• Exercise tasks:
1/ In the passage on brain lesions and religious fundamentalism, do these statements agree with the text? Answer yes or no for each, and quote the deciding words. (a) Veterans with the lesions reported lower levels of religious fundamentalism than those without. (b) The ventromedial prefrontal cortex is situated in the frontal lobe. (c) The study included 30 veterans with no history of brain injury.
2/ From the passage on brain lesions and religious fundamentalism, quote everything from "Previous research had" down to "for belief systems.".

##### Quoted passage #####

Grafman and his colleagues examined male Vietnam combat veterans with lesions to part of the brain known as the ventromedial prefrontal cortex. They found veterans with these lesions reported higher levels of religious fundamentalism compared to those without the lesions.

The finding indicates that “the variation in the nature of religious beliefs are governed by specific brain areas in the anterior parts of the human brain and those brain areas are among the most recently evolved areas of the human brain,” Grafman explained.

Previous research had suggested that the ventromedial prefrontal cortex, which is situated in the frontal lobe of the brain, was a “critical hub” for belief systems.

The new study found damage to the ventromedial prefrontal cortex appeared to cause an increase in religious fundamentalism by reducing cognitive flexibility – meaning the ability to update our beliefs in light of new evidence – along with lowering the personality trait of openness.

The researchers examined 119 veterans with penetrating traumatic brain injury and 30 Vietnam veterans with no history of brain injury.

##### Data to examine #####

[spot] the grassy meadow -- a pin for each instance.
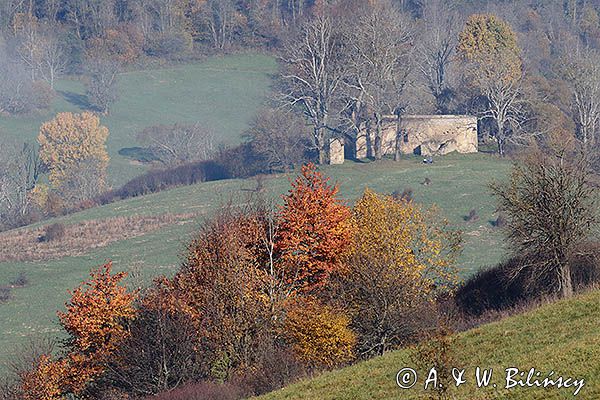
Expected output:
(563, 337)
(458, 184)
(223, 93)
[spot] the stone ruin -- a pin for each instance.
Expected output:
(427, 135)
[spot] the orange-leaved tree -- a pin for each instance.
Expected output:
(315, 230)
(222, 289)
(70, 139)
(319, 334)
(45, 380)
(401, 262)
(96, 322)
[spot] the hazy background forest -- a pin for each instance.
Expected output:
(187, 141)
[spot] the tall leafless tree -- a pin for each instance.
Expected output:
(380, 48)
(581, 69)
(102, 83)
(19, 172)
(551, 205)
(313, 69)
(52, 60)
(436, 46)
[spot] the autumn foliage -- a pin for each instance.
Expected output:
(320, 334)
(315, 230)
(45, 379)
(402, 260)
(95, 321)
(70, 139)
(264, 293)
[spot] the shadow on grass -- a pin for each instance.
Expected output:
(76, 99)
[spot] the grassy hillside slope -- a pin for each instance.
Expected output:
(458, 184)
(224, 93)
(563, 337)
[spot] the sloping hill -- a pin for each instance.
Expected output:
(563, 337)
(151, 247)
(223, 93)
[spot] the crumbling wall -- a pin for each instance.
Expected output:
(422, 134)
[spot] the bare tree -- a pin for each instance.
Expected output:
(505, 106)
(551, 207)
(179, 143)
(281, 137)
(19, 172)
(437, 42)
(28, 47)
(379, 62)
(220, 19)
(84, 181)
(52, 59)
(313, 69)
(581, 70)
(102, 83)
(159, 355)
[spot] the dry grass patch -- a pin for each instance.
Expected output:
(78, 239)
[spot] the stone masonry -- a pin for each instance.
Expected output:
(414, 134)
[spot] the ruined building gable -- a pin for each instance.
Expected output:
(413, 134)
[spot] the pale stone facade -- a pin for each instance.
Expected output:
(336, 151)
(415, 134)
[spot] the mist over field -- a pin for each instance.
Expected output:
(298, 199)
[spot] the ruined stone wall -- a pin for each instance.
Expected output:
(336, 151)
(422, 134)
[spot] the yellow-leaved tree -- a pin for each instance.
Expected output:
(70, 145)
(402, 261)
(488, 46)
(319, 334)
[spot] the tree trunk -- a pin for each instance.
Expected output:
(320, 142)
(566, 285)
(378, 143)
(500, 137)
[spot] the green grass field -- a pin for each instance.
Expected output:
(459, 184)
(224, 93)
(563, 337)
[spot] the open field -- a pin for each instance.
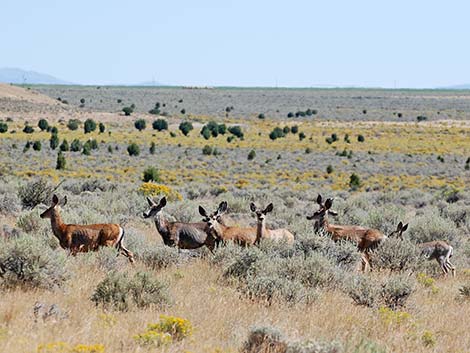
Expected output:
(410, 171)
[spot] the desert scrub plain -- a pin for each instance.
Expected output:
(308, 297)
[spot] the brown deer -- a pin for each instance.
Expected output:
(84, 238)
(240, 236)
(437, 250)
(280, 234)
(366, 239)
(181, 235)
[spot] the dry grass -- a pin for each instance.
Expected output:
(221, 319)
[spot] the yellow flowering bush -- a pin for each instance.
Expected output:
(169, 329)
(153, 190)
(177, 327)
(391, 317)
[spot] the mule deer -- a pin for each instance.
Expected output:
(366, 239)
(84, 238)
(179, 234)
(240, 236)
(262, 232)
(438, 250)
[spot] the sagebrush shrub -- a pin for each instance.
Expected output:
(35, 192)
(120, 291)
(396, 255)
(29, 263)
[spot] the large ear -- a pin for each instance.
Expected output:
(150, 201)
(269, 208)
(399, 226)
(328, 203)
(319, 199)
(202, 211)
(222, 208)
(333, 213)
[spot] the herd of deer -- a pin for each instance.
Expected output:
(212, 231)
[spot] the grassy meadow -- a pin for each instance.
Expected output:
(365, 148)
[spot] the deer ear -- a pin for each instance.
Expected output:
(319, 199)
(328, 203)
(222, 208)
(202, 211)
(269, 208)
(399, 226)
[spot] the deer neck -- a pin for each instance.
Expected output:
(260, 229)
(58, 227)
(322, 224)
(162, 224)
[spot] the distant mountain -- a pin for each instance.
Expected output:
(465, 86)
(150, 83)
(19, 76)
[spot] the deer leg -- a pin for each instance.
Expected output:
(441, 262)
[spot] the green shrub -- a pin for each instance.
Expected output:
(120, 291)
(89, 126)
(133, 149)
(73, 124)
(160, 125)
(28, 262)
(28, 129)
(61, 162)
(236, 131)
(151, 174)
(54, 141)
(37, 145)
(43, 124)
(152, 148)
(64, 146)
(140, 124)
(251, 155)
(76, 145)
(185, 127)
(35, 192)
(128, 111)
(421, 118)
(354, 182)
(3, 127)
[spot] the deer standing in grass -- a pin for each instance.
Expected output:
(179, 234)
(240, 236)
(280, 234)
(437, 250)
(366, 239)
(84, 238)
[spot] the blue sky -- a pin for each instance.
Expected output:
(241, 43)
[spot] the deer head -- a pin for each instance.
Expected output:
(399, 231)
(261, 214)
(325, 209)
(54, 209)
(154, 208)
(214, 220)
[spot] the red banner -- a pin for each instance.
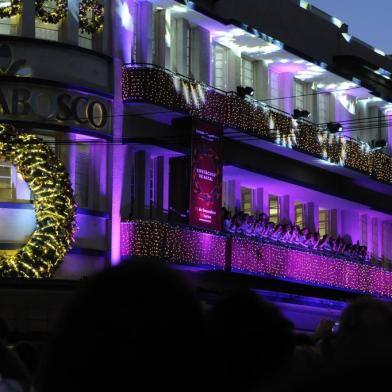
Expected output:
(206, 176)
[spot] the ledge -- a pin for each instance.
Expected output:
(151, 84)
(189, 246)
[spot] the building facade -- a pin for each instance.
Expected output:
(119, 106)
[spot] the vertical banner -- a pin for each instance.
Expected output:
(206, 176)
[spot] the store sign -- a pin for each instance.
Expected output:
(206, 176)
(54, 106)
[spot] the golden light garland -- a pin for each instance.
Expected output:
(190, 246)
(15, 8)
(180, 94)
(53, 203)
(53, 16)
(95, 22)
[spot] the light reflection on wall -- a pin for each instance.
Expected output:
(189, 246)
(125, 11)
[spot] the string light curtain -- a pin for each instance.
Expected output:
(185, 245)
(161, 87)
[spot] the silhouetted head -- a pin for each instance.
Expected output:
(250, 340)
(134, 327)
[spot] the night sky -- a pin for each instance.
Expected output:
(368, 20)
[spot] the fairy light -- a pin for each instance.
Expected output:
(91, 16)
(172, 243)
(141, 84)
(53, 204)
(252, 256)
(53, 16)
(14, 7)
(186, 245)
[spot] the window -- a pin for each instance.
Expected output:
(323, 108)
(220, 67)
(299, 214)
(82, 174)
(247, 73)
(274, 89)
(364, 230)
(273, 208)
(188, 52)
(85, 40)
(6, 188)
(246, 200)
(12, 185)
(299, 95)
(323, 221)
(49, 31)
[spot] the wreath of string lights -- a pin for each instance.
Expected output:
(53, 203)
(176, 244)
(51, 16)
(181, 94)
(91, 24)
(15, 8)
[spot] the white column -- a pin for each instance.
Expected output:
(286, 81)
(160, 38)
(233, 71)
(144, 37)
(201, 54)
(260, 201)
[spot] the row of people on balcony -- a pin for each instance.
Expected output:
(262, 227)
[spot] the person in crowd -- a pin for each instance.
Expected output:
(251, 344)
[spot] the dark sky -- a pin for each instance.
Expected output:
(368, 20)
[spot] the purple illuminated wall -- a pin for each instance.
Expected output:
(177, 245)
(189, 246)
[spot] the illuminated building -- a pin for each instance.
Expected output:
(117, 101)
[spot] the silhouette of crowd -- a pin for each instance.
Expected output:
(142, 327)
(292, 235)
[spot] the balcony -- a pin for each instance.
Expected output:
(145, 83)
(190, 246)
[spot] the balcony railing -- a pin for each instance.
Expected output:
(155, 85)
(186, 245)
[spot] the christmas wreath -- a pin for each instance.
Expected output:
(90, 23)
(12, 9)
(51, 16)
(53, 204)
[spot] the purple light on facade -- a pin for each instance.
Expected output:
(289, 67)
(389, 122)
(256, 258)
(188, 246)
(126, 9)
(174, 244)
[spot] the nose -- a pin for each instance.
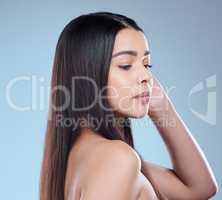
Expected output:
(144, 77)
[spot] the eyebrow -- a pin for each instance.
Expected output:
(130, 52)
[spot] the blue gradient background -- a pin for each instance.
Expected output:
(185, 43)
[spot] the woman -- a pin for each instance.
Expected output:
(101, 78)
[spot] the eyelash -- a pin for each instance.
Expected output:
(128, 66)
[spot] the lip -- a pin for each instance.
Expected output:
(143, 94)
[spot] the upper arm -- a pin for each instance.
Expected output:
(115, 176)
(169, 183)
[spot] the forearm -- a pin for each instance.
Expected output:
(189, 162)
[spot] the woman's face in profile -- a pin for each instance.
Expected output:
(130, 74)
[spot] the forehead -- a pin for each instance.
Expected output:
(130, 39)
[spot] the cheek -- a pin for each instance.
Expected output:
(119, 91)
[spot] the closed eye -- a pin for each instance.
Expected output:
(126, 67)
(148, 66)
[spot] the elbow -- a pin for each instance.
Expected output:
(207, 192)
(213, 189)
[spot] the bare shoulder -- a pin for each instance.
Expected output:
(114, 173)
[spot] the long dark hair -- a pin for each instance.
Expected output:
(84, 49)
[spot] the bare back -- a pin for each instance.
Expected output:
(87, 153)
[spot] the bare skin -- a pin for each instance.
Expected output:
(92, 172)
(96, 177)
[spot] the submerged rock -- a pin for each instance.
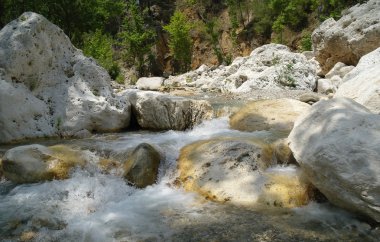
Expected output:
(348, 39)
(157, 111)
(362, 84)
(35, 163)
(49, 88)
(337, 145)
(228, 170)
(277, 114)
(141, 169)
(270, 66)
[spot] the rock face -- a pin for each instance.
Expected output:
(35, 163)
(270, 66)
(363, 83)
(227, 170)
(337, 145)
(277, 114)
(141, 169)
(346, 40)
(157, 111)
(47, 86)
(150, 83)
(333, 78)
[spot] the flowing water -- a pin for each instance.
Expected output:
(94, 206)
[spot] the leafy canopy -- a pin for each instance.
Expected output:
(180, 42)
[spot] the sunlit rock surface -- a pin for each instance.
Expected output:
(352, 36)
(233, 170)
(337, 145)
(157, 111)
(49, 88)
(271, 66)
(277, 114)
(362, 84)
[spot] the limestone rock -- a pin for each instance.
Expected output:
(363, 83)
(337, 145)
(150, 83)
(47, 86)
(158, 111)
(340, 69)
(325, 86)
(228, 170)
(346, 40)
(141, 169)
(277, 114)
(35, 163)
(270, 66)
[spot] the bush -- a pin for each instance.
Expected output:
(180, 42)
(306, 44)
(137, 36)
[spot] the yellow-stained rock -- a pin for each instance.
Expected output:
(234, 170)
(277, 114)
(285, 187)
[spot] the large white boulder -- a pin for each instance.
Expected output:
(150, 83)
(157, 111)
(276, 114)
(363, 83)
(337, 145)
(48, 87)
(270, 66)
(346, 40)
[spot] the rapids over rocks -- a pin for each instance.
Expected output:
(93, 205)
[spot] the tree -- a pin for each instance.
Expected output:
(137, 36)
(180, 42)
(75, 17)
(99, 46)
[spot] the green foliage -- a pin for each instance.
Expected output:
(180, 42)
(306, 43)
(137, 36)
(213, 33)
(75, 17)
(99, 46)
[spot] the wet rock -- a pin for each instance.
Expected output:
(35, 163)
(325, 86)
(141, 169)
(270, 66)
(158, 111)
(150, 83)
(337, 145)
(348, 39)
(362, 84)
(277, 114)
(49, 88)
(227, 170)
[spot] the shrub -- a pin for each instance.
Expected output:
(99, 46)
(180, 42)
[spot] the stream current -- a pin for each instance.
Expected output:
(94, 206)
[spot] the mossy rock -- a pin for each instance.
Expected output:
(141, 168)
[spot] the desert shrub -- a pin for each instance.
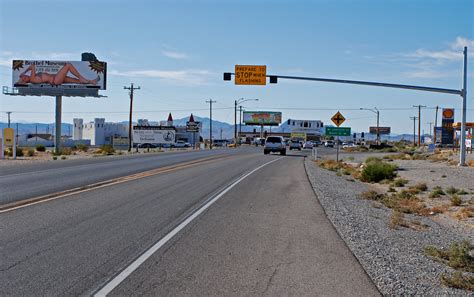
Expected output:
(372, 195)
(397, 219)
(455, 200)
(437, 192)
(400, 182)
(421, 186)
(451, 190)
(376, 170)
(40, 148)
(458, 280)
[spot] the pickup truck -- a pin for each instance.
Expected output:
(274, 144)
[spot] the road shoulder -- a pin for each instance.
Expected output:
(393, 258)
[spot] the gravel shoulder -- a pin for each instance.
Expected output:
(393, 258)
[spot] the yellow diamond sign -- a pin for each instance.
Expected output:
(338, 119)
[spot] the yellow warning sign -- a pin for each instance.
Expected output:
(338, 119)
(250, 74)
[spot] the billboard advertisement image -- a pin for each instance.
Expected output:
(266, 118)
(59, 74)
(153, 135)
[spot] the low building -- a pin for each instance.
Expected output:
(313, 129)
(98, 131)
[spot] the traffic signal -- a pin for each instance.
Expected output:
(227, 76)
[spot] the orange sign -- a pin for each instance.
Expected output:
(250, 74)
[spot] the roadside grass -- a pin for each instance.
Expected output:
(458, 280)
(455, 200)
(375, 170)
(403, 202)
(457, 256)
(399, 182)
(464, 213)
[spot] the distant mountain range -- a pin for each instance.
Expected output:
(218, 127)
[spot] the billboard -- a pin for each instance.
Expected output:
(382, 130)
(447, 121)
(266, 118)
(35, 74)
(153, 135)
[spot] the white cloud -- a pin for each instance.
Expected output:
(175, 55)
(183, 77)
(453, 53)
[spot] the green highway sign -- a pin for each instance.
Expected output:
(338, 131)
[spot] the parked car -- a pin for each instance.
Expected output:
(146, 145)
(274, 144)
(295, 145)
(180, 144)
(329, 143)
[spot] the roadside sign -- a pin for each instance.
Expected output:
(338, 131)
(338, 119)
(250, 74)
(192, 126)
(382, 130)
(8, 136)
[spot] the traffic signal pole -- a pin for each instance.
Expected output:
(462, 93)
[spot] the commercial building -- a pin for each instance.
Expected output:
(98, 131)
(312, 129)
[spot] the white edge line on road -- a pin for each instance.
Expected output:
(112, 284)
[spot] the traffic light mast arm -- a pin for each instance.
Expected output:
(358, 82)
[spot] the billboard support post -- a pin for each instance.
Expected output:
(462, 155)
(57, 137)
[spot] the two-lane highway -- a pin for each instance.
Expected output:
(252, 226)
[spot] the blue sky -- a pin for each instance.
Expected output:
(176, 51)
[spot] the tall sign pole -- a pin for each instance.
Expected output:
(131, 89)
(419, 122)
(462, 156)
(57, 137)
(210, 122)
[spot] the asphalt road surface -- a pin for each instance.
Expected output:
(230, 222)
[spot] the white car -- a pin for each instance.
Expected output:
(180, 144)
(274, 144)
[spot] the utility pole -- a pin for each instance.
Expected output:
(436, 124)
(131, 90)
(419, 122)
(240, 123)
(414, 129)
(235, 122)
(8, 113)
(431, 124)
(210, 122)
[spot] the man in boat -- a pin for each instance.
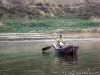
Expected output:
(61, 42)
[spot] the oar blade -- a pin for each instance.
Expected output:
(46, 48)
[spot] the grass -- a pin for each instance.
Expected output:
(53, 23)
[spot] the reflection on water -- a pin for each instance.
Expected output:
(26, 58)
(65, 57)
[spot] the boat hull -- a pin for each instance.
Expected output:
(68, 50)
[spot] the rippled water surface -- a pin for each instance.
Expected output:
(27, 58)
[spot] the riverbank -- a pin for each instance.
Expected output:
(48, 37)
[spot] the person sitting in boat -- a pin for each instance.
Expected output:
(61, 42)
(60, 39)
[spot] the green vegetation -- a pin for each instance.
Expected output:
(52, 23)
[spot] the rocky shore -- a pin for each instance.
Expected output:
(48, 36)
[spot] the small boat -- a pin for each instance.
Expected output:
(69, 49)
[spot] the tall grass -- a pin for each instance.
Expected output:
(53, 23)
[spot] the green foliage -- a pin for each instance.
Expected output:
(52, 23)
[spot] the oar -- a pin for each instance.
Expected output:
(46, 48)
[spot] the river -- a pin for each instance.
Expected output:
(27, 58)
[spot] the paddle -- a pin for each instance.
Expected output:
(46, 48)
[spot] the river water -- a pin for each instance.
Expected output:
(27, 58)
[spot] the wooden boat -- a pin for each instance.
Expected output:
(67, 50)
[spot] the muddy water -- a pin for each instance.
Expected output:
(26, 58)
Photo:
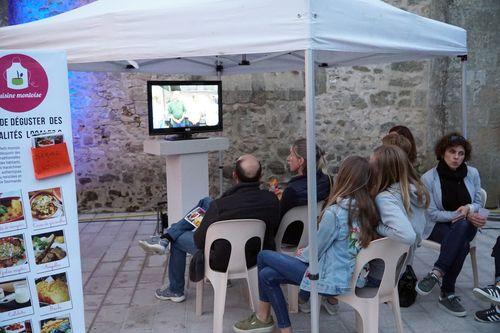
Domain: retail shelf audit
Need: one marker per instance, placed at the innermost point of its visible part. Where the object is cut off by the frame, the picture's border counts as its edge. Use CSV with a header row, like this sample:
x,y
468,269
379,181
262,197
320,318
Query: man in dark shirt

#####

• Answers for the tasks:
1/
(a) No: "They found veterans with these lesions reported higher levels of religious fundamentalism compared to those without the lesions."
(b) Yes: "which is situated in the frontal lobe of the brain"
(c) Yes: "30 Vietnam veterans with no history of brain injury"

2/
Previous research had suggested that the ventromedial prefrontal cortex, which is situated in the frontal lobe of the brain, was a “critical hub” for belief systems.